> **Brief**
Please repeat exactly the lines from the one containing "Target: dock post" through the last line of the records, both included, and nothing else, leaving out any pictures.

::: Records to process

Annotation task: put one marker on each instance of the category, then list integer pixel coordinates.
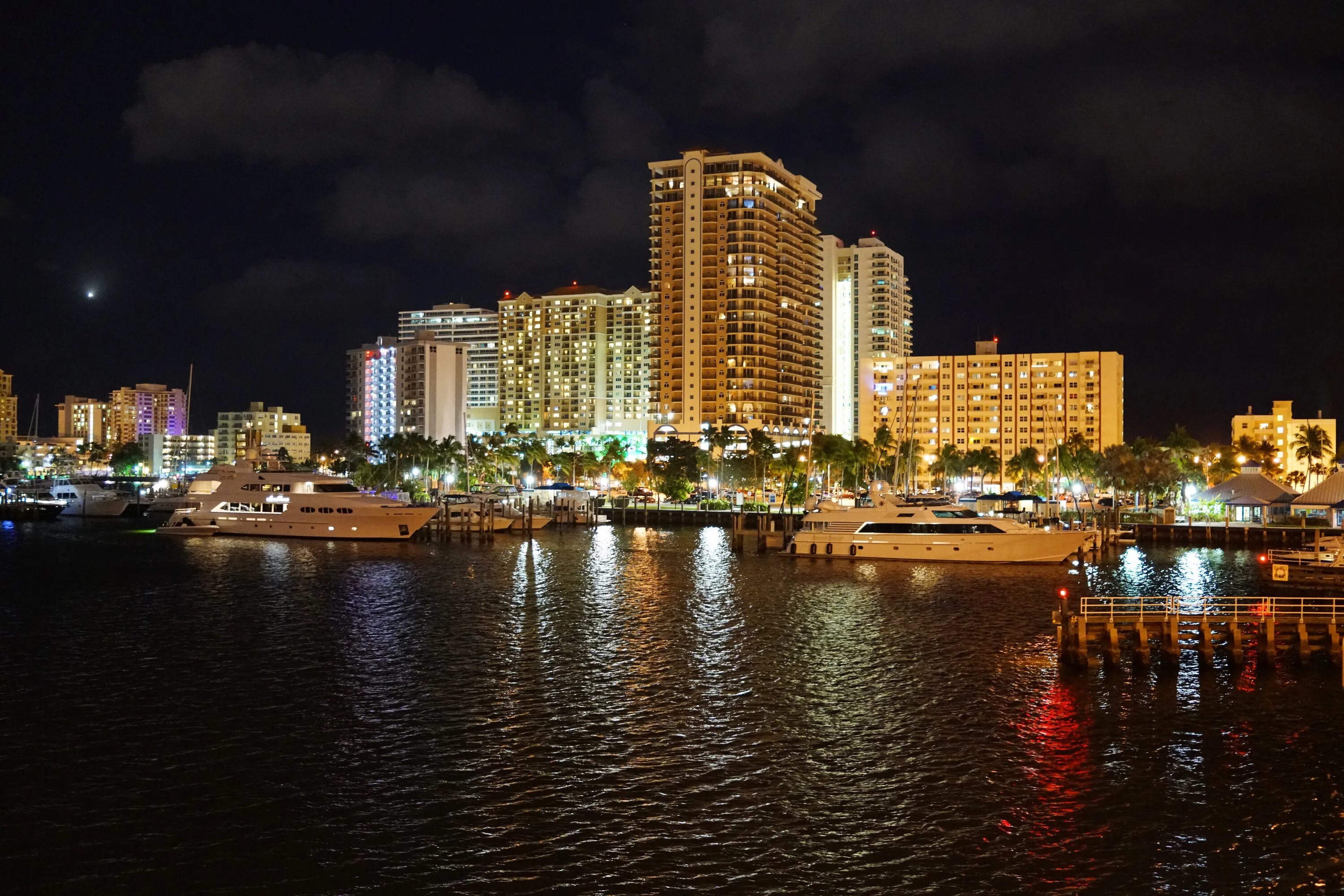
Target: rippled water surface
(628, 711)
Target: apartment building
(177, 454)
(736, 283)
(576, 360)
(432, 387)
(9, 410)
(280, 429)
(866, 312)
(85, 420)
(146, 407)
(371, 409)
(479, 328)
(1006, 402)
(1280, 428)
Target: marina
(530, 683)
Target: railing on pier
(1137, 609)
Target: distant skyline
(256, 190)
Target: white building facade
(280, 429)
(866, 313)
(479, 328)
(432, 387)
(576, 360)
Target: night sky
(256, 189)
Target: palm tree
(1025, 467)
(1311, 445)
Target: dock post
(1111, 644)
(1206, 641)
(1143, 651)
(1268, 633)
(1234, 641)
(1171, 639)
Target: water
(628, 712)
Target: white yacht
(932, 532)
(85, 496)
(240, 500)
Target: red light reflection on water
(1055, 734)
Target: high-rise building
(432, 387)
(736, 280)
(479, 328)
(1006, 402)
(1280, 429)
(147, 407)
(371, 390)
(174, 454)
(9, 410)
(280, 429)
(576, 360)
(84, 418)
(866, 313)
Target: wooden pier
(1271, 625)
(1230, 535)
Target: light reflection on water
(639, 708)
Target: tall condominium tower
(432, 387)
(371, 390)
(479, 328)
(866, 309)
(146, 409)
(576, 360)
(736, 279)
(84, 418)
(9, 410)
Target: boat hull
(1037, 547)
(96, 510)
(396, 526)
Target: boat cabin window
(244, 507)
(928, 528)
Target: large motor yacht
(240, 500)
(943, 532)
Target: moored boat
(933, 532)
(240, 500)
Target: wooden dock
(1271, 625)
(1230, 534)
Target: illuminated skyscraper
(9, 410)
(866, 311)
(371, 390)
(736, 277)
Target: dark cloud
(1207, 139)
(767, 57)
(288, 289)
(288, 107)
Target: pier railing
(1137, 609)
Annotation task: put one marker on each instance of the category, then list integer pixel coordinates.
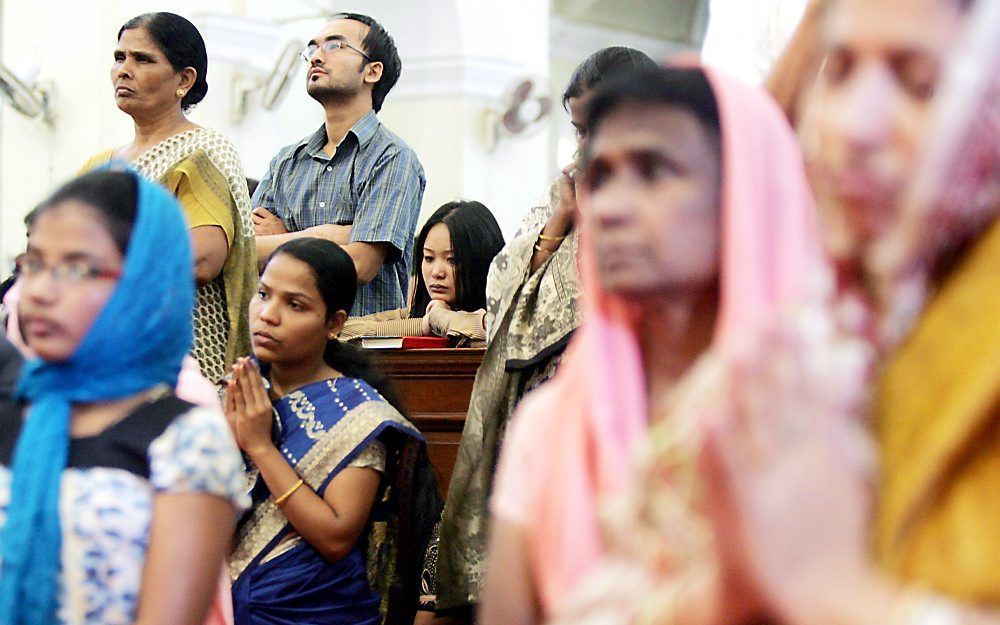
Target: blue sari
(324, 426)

::::::

> **Solution to this problem**
Target: dock post
(1111, 644)
(1206, 641)
(1143, 651)
(1268, 633)
(1234, 641)
(1171, 639)
Target: water
(628, 712)
Target: white yacht
(932, 532)
(85, 496)
(240, 500)
Target: red light reflection on water
(1055, 734)
Target: high-rise building
(432, 387)
(736, 280)
(479, 328)
(1006, 402)
(1280, 429)
(147, 407)
(371, 390)
(174, 454)
(9, 410)
(280, 429)
(576, 360)
(84, 418)
(866, 313)
Target: wooden pier
(1271, 625)
(1230, 535)
Target: light reflection on water
(639, 708)
Target: tall condominium tower
(432, 387)
(371, 390)
(479, 328)
(866, 309)
(146, 409)
(576, 360)
(736, 279)
(84, 418)
(9, 410)
Target: boat hull
(1037, 547)
(96, 510)
(396, 526)
Target: boat cabin window
(244, 507)
(928, 528)
Target: large motor yacht
(240, 500)
(943, 532)
Target: moored boat
(933, 532)
(240, 500)
Target: wooden dock
(1271, 625)
(1230, 534)
Target: illuminated skyscraper
(9, 410)
(866, 311)
(371, 390)
(736, 277)
Target: dark cloud
(1207, 139)
(767, 57)
(288, 289)
(288, 107)
Target: pier railing
(1137, 609)
Annotation task: put one marker on each instance of the category, then list integer pixel coordinates.
Target: blue sari
(324, 426)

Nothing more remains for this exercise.